• _AIM OF THE TASK_: Please restate the data that follows word for word, with the pictures left out.

• _RECORDS PROVIDED_:
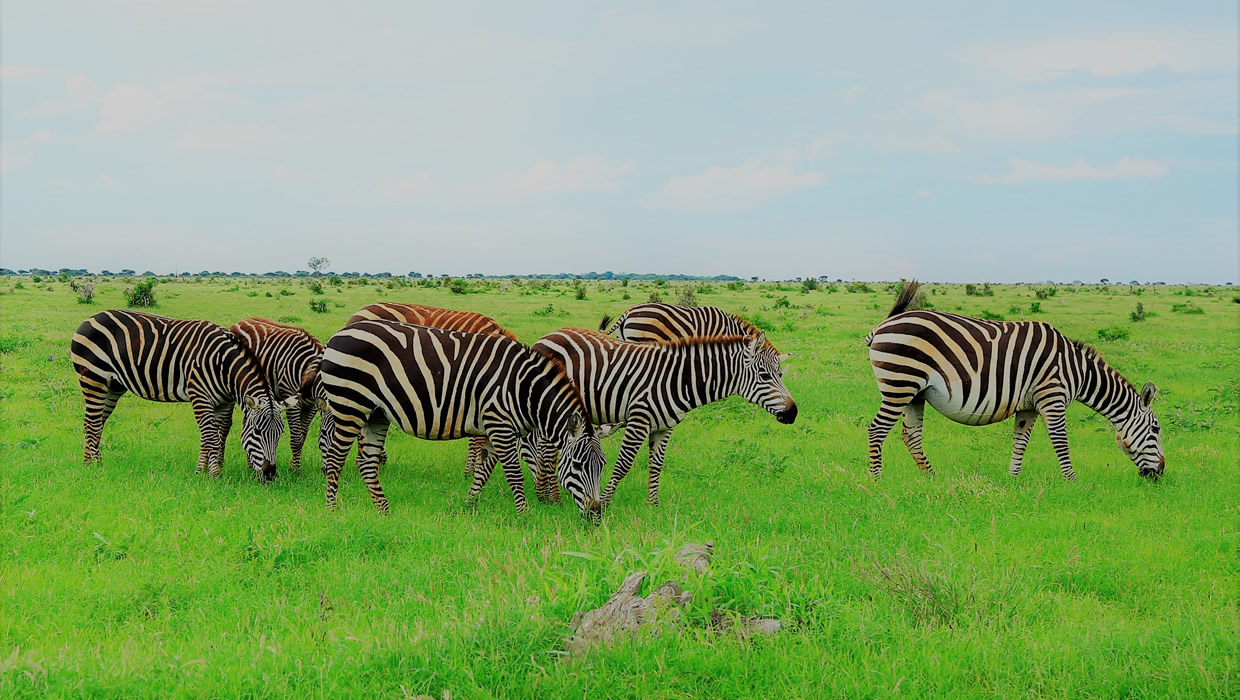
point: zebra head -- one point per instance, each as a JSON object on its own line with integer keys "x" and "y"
{"x": 1140, "y": 436}
{"x": 261, "y": 431}
{"x": 580, "y": 460}
{"x": 761, "y": 379}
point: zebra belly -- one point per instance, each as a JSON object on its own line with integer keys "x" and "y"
{"x": 978, "y": 413}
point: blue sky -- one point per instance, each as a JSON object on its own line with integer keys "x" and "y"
{"x": 949, "y": 141}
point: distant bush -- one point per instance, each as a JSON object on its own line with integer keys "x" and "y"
{"x": 1112, "y": 333}
{"x": 141, "y": 295}
{"x": 84, "y": 291}
{"x": 685, "y": 295}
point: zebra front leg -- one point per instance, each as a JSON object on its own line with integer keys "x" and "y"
{"x": 1057, "y": 426}
{"x": 342, "y": 437}
{"x": 101, "y": 400}
{"x": 223, "y": 426}
{"x": 299, "y": 426}
{"x": 486, "y": 462}
{"x": 634, "y": 435}
{"x": 367, "y": 459}
{"x": 657, "y": 447}
{"x": 914, "y": 418}
{"x": 888, "y": 413}
{"x": 1021, "y": 433}
{"x": 208, "y": 447}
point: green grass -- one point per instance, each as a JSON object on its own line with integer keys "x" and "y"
{"x": 138, "y": 577}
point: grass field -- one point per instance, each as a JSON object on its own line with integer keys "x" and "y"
{"x": 138, "y": 577}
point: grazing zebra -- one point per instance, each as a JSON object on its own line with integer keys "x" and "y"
{"x": 448, "y": 320}
{"x": 981, "y": 372}
{"x": 650, "y": 387}
{"x": 290, "y": 358}
{"x": 168, "y": 359}
{"x": 440, "y": 384}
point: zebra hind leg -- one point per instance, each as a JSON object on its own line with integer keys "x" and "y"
{"x": 368, "y": 460}
{"x": 1021, "y": 431}
{"x": 888, "y": 414}
{"x": 101, "y": 400}
{"x": 914, "y": 418}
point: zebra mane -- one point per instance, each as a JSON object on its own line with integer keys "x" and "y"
{"x": 258, "y": 364}
{"x": 1090, "y": 354}
{"x": 288, "y": 327}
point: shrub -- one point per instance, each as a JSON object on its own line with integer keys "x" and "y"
{"x": 1112, "y": 333}
{"x": 685, "y": 295}
{"x": 84, "y": 291}
{"x": 141, "y": 295}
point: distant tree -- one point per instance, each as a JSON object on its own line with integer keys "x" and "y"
{"x": 318, "y": 265}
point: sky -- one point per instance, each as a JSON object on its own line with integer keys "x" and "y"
{"x": 949, "y": 141}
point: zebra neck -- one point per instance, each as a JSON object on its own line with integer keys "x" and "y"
{"x": 1105, "y": 390}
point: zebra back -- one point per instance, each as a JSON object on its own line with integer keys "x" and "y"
{"x": 432, "y": 316}
{"x": 289, "y": 354}
{"x": 159, "y": 358}
{"x": 656, "y": 321}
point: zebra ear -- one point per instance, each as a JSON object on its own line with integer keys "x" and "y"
{"x": 1147, "y": 394}
{"x": 575, "y": 425}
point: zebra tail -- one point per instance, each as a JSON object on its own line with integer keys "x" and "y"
{"x": 904, "y": 301}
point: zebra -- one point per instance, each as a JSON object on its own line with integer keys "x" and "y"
{"x": 290, "y": 359}
{"x": 651, "y": 387}
{"x": 440, "y": 384}
{"x": 448, "y": 320}
{"x": 169, "y": 359}
{"x": 982, "y": 372}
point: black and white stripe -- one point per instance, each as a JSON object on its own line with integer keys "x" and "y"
{"x": 290, "y": 358}
{"x": 651, "y": 387}
{"x": 440, "y": 384}
{"x": 982, "y": 372}
{"x": 169, "y": 359}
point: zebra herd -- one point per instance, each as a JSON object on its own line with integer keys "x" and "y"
{"x": 442, "y": 374}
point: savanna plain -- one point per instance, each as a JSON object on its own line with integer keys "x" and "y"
{"x": 135, "y": 576}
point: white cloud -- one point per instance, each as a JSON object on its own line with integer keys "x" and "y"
{"x": 587, "y": 174}
{"x": 25, "y": 72}
{"x": 10, "y": 159}
{"x": 420, "y": 185}
{"x": 129, "y": 108}
{"x": 290, "y": 175}
{"x": 237, "y": 136}
{"x": 1110, "y": 55}
{"x": 1124, "y": 169}
{"x": 732, "y": 188}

• _YOUR SOLUTION_:
point: zebra head -- one point per instance, each as a JSON object on its own line with integer keys "x" and "y"
{"x": 1140, "y": 436}
{"x": 261, "y": 431}
{"x": 580, "y": 460}
{"x": 761, "y": 379}
point: zebra belly -- one point per instance, each as a JSON object on its own line with integer keys "x" and "y"
{"x": 978, "y": 413}
point: blue sky -- one point per instance, each as a JSON object on its own line with integer keys "x" and "y"
{"x": 949, "y": 141}
point: distant bush -- one point per instance, each as a JSON object on its own line with integer keys "x" and "y"
{"x": 1112, "y": 333}
{"x": 141, "y": 295}
{"x": 84, "y": 291}
{"x": 685, "y": 295}
point: zebra front leg -- one point per instance, each as a JSON object on its own line with integer keys "x" and "y"
{"x": 1057, "y": 426}
{"x": 342, "y": 437}
{"x": 101, "y": 400}
{"x": 223, "y": 426}
{"x": 299, "y": 426}
{"x": 486, "y": 462}
{"x": 634, "y": 435}
{"x": 367, "y": 459}
{"x": 657, "y": 447}
{"x": 914, "y": 418}
{"x": 888, "y": 413}
{"x": 1021, "y": 433}
{"x": 208, "y": 447}
point: green grass -- one point per instance, each as a JSON object on its own line with integer keys "x" and "y"
{"x": 138, "y": 577}
point: grass field -- one point per instance, each as a JSON object on its own line with integer keys "x" and "y"
{"x": 138, "y": 577}
point: grazing zebra -- one point per instance, each as a JSON object on its own line with integer keys "x" and "y"
{"x": 448, "y": 320}
{"x": 981, "y": 372}
{"x": 650, "y": 387}
{"x": 290, "y": 358}
{"x": 168, "y": 359}
{"x": 440, "y": 384}
point: zebra hind leg -- one point per instance, each as a JSON object on its own line with integer keys "x" and "y"
{"x": 368, "y": 460}
{"x": 1021, "y": 431}
{"x": 888, "y": 414}
{"x": 101, "y": 400}
{"x": 914, "y": 418}
point: zebra mane -- one point per instance, each as a JSON object on its own line with integer keys "x" and "y"
{"x": 258, "y": 364}
{"x": 1090, "y": 354}
{"x": 288, "y": 327}
point: shrub -- one point per instance, each as a JSON object on its own line with integer keys "x" and "y"
{"x": 1112, "y": 333}
{"x": 685, "y": 295}
{"x": 84, "y": 291}
{"x": 141, "y": 295}
point: distant tree -- one point per instance, each as a JSON object on its own line with integer keys "x" and "y"
{"x": 318, "y": 265}
point: sky -- one point per instance, each as a JSON object on its own line with integer keys "x" and "y"
{"x": 949, "y": 141}
point: zebra neck -- one point per instance, each as a JSON object on its own line with integer keys "x" and "y"
{"x": 1105, "y": 390}
point: zebra back -- one point per instance, each as a JSON object on its own line with integer keys "x" and "y"
{"x": 432, "y": 316}
{"x": 289, "y": 354}
{"x": 159, "y": 358}
{"x": 656, "y": 321}
point: zebra ear -- one point per instance, each as a JSON object on its own line with integer keys "x" and "y"
{"x": 1147, "y": 394}
{"x": 575, "y": 425}
point: zebra tail -- one point per instance, each as a JSON object on its own line with integer keys "x" and "y"
{"x": 904, "y": 301}
point: zebra -- one point per instance, each as a JSON object on its own line with integer keys "x" and "y"
{"x": 290, "y": 359}
{"x": 651, "y": 387}
{"x": 440, "y": 384}
{"x": 448, "y": 320}
{"x": 169, "y": 359}
{"x": 982, "y": 372}
point: black and white stripe -- one point per instance, each as a JSON object on its own line with integer keys "x" and "y"
{"x": 290, "y": 358}
{"x": 651, "y": 387}
{"x": 440, "y": 384}
{"x": 982, "y": 372}
{"x": 169, "y": 359}
point: zebra herd -- one point per instance, each as a JSON object on its own line with integer keys "x" and "y"
{"x": 442, "y": 374}
point: savanna plain -- one point per instance, each as a JSON object on its own line with integer keys "x" and "y"
{"x": 135, "y": 576}
point: white cloud -- one point per instance, each as a JSON object on its own line with integer keys "x" and "y"
{"x": 587, "y": 174}
{"x": 25, "y": 72}
{"x": 10, "y": 159}
{"x": 420, "y": 185}
{"x": 129, "y": 108}
{"x": 290, "y": 175}
{"x": 237, "y": 136}
{"x": 1110, "y": 55}
{"x": 1124, "y": 169}
{"x": 732, "y": 188}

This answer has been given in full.